WRITTEN TASK 1: Write out the part of the Li Na tennis article from "Li stood down" up to and including "everything Rodriguez wants.".
WRITTEN TASK 2: In the Li Na tennis article, who has Li been working with since she stood down her husband Jiang Shan as coach?

== TEXT BLOCK

SYDNEY, Jan 9 (Reuters) - China’s Li Na has come closer than any Asian to winning the Australian Open singles crown and, if she can avoid a Melbourne Park meltdown, is a good outside bet to add another to her lengthy list of tennis “firsts” next week.
The 30-year-old has a good recent track record at Melbourne Park, reaching the 2010 semi-finals, losing the 2011 final to Kim Clijsters and then crashing out to the Belgian in the fourth round last year having given up four match points.
Critics of the world number six, and there have been many in China over the years, would point to last year’s defeat as an example of the mental fragility that has dogged Li throughout her career.
At times she can be an all-conquering superwoman pounding her opponents into submission with her raking groundstrokes. Just as easily, Li can suddenly fall apart and, apparently unable to string two serves together, plummet to defeat.
There was just a hint of that fragility in her victory over American qualifier Madison Keys at the Sydney International warm-up event on Wednesday, where she lost the first set before reaching the semi-finals with a 4-6 7-6 6-2 victory.
“I was a little bit nervous at the beginning of the match. If you play the young player, you never know what might happen, what they might do on the court,” she said after tackling the big-serving teenager for the first time.
“It’s very good I could have (a tough) match before Australian Open to see how strong I am on the court though.”
Li stood down her coach and husband Jiang Shan after last season and has been working with Justine Henin’s former mentor Carlos Rodriguez.
“He gave me a lot of tough times when I was training with him,” Li said.
“First three days, my husband didn’t come with me. After three days, I was calling him saying, ‘Please come with me’. I was thinking about retiring after three days, because he’s really, really tough.”
The result has been a more attacking Li, even if she is not yet delivering everything Rodriguez wants.
“He feels I can still do even more,” she said.

====
== DATASET RECORDS

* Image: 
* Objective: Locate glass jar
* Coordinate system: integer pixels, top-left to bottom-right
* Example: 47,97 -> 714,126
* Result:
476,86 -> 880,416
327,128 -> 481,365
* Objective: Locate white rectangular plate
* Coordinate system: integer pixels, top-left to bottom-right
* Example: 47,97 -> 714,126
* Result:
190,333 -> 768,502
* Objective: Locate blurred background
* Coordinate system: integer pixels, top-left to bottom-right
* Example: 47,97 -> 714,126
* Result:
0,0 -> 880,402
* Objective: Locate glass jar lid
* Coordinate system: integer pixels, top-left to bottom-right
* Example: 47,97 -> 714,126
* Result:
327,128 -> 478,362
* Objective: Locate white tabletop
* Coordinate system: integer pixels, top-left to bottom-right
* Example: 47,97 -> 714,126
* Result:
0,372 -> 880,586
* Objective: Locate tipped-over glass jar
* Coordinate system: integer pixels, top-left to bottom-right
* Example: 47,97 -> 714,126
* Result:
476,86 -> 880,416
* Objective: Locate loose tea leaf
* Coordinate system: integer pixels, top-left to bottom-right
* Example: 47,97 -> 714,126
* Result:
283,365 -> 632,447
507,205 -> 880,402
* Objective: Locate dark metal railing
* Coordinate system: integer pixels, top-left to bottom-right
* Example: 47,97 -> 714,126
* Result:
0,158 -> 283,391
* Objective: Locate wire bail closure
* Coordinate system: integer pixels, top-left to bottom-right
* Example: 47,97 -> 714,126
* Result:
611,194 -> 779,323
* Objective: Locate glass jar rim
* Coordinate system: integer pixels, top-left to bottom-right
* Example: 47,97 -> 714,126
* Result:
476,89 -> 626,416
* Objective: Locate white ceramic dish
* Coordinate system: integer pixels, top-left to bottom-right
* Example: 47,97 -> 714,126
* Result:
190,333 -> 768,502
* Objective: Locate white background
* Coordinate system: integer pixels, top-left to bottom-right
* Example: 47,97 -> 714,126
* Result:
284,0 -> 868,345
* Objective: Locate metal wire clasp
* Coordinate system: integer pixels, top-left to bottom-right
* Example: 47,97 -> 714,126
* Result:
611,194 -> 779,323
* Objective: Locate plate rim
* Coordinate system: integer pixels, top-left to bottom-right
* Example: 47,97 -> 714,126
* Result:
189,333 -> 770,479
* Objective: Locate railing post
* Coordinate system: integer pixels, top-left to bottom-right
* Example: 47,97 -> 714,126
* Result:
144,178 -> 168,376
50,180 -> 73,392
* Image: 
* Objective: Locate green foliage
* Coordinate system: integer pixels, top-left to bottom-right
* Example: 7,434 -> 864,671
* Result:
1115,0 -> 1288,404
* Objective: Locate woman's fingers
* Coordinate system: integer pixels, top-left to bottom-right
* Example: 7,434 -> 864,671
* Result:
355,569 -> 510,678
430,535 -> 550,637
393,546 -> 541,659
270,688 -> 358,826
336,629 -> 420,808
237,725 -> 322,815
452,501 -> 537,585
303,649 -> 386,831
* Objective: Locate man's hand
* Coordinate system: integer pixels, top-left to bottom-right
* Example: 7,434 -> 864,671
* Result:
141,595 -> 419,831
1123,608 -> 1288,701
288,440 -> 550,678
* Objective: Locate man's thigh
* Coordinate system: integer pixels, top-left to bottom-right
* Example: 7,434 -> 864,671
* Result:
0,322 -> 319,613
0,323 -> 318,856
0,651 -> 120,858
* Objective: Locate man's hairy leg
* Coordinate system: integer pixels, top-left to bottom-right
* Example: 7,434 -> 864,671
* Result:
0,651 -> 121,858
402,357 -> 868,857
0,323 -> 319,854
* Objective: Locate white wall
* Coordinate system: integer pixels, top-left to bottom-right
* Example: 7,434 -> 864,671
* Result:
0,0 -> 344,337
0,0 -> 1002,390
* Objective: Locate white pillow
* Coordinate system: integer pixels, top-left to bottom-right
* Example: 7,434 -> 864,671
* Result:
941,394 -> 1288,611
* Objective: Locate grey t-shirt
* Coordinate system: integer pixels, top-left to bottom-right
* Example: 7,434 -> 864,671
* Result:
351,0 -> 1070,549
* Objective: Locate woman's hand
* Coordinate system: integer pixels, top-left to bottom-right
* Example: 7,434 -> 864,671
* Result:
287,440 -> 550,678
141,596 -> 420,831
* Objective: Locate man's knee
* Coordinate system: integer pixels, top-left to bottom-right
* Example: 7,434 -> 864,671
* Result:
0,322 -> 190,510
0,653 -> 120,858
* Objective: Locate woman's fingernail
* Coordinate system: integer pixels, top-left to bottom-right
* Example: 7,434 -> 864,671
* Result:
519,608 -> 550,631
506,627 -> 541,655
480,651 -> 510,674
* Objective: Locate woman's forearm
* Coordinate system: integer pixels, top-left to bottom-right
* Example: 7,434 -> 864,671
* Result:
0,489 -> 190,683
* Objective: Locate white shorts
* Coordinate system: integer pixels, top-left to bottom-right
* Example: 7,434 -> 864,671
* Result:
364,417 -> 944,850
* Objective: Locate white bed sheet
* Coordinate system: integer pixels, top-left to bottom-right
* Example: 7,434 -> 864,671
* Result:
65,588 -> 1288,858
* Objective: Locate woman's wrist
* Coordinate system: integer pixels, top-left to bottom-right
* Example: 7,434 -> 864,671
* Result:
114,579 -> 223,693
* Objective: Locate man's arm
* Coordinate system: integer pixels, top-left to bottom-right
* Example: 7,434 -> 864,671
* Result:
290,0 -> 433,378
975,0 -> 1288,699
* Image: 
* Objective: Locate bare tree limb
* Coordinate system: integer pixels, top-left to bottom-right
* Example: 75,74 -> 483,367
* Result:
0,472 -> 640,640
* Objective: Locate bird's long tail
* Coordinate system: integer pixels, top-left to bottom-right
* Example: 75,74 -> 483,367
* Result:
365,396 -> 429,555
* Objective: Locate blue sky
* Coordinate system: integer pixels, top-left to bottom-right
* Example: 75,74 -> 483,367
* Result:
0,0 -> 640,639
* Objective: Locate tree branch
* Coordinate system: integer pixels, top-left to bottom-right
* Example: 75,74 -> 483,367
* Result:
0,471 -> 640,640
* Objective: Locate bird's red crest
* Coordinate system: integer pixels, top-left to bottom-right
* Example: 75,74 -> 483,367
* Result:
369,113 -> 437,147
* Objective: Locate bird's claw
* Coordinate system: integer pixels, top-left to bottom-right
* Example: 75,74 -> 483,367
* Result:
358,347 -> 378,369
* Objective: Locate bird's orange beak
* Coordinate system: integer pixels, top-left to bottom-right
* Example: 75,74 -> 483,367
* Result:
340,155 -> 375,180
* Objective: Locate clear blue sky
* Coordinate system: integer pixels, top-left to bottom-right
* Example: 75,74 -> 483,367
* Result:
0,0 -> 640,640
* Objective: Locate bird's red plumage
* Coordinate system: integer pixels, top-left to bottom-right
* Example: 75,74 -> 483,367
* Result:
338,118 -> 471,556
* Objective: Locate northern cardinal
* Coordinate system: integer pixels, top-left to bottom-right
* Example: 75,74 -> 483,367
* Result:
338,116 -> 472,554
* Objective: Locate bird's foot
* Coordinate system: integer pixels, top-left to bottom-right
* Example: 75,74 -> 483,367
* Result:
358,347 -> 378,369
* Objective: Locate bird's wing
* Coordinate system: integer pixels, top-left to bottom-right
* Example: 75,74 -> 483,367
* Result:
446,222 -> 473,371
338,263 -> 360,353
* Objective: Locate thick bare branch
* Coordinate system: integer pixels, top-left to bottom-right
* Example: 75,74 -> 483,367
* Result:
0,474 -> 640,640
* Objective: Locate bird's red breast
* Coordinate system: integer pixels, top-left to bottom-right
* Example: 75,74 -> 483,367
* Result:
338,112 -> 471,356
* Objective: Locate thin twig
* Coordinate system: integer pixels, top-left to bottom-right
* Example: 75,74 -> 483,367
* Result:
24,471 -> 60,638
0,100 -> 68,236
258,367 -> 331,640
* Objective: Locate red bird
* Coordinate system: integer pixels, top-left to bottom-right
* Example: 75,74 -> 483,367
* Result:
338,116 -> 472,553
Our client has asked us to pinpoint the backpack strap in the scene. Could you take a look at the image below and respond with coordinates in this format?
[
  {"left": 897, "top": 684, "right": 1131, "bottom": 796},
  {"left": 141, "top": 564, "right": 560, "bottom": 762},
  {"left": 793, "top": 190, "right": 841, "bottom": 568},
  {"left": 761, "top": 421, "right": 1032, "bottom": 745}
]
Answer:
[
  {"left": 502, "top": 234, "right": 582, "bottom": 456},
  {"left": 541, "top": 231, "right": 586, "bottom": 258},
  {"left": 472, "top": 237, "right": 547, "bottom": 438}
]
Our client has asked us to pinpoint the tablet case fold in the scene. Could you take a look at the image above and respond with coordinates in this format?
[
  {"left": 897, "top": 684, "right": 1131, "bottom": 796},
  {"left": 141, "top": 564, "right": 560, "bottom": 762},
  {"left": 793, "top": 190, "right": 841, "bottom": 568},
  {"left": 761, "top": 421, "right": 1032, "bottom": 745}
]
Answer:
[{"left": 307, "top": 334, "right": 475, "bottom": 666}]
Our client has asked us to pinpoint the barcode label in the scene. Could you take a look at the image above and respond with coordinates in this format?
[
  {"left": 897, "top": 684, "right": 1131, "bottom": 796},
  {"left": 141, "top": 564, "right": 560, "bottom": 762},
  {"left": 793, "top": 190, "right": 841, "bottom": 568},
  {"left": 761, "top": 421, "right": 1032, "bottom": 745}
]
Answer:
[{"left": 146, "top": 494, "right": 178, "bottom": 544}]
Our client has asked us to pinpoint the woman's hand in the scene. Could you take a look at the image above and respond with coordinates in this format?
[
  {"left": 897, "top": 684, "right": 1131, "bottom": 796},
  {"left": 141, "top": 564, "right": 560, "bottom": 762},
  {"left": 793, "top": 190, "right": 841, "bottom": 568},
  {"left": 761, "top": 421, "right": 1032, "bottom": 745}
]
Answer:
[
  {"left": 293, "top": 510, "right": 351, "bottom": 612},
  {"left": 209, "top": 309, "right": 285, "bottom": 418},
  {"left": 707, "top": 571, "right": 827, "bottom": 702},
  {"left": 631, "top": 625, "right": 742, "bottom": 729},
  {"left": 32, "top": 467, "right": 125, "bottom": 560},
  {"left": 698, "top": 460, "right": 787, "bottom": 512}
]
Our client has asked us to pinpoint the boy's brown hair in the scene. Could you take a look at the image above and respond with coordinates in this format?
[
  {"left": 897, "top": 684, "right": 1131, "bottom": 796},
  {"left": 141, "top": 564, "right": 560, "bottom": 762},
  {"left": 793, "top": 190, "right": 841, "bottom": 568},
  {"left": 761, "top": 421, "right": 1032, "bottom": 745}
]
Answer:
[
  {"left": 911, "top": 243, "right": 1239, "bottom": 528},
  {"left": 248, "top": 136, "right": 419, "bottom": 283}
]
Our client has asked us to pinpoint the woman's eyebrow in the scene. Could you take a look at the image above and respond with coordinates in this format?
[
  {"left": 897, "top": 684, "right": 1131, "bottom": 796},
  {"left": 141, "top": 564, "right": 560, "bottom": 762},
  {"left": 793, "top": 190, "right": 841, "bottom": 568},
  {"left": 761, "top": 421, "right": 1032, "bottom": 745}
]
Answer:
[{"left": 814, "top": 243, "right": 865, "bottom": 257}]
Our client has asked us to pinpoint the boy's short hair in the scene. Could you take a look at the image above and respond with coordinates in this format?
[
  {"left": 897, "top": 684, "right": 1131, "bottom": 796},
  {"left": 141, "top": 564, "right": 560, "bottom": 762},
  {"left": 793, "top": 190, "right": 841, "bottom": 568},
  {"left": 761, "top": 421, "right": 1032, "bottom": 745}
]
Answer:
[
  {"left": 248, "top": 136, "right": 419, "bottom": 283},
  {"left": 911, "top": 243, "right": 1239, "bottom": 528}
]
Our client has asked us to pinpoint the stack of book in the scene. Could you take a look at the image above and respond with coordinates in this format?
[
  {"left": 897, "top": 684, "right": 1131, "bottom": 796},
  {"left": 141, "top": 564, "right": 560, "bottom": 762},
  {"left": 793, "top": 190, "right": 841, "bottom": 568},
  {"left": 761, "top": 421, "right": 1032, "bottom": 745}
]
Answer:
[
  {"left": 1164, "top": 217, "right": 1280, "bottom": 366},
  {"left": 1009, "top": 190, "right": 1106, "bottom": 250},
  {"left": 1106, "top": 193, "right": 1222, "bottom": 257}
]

====

COMPLETE OUTPUT 1:
Li stood down her coach and husband Jiang Shan after last season and has been working with Justine Henin’s former mentor Carlos Rodriguez.
“He gave me a lot of tough times when I was training with him,” Li said.
“First three days, my husband didn’t come with me. After three days, I was calling him saying, ‘Please come with me’. I was thinking about retiring after three days, because he’s really, really tough.”
The result has been a more attacking Li, even if she is not yet delivering everything Rodriguez wants.

COMPLETE OUTPUT 2: Carlos Rodriguez, Justine Henin's former mentor.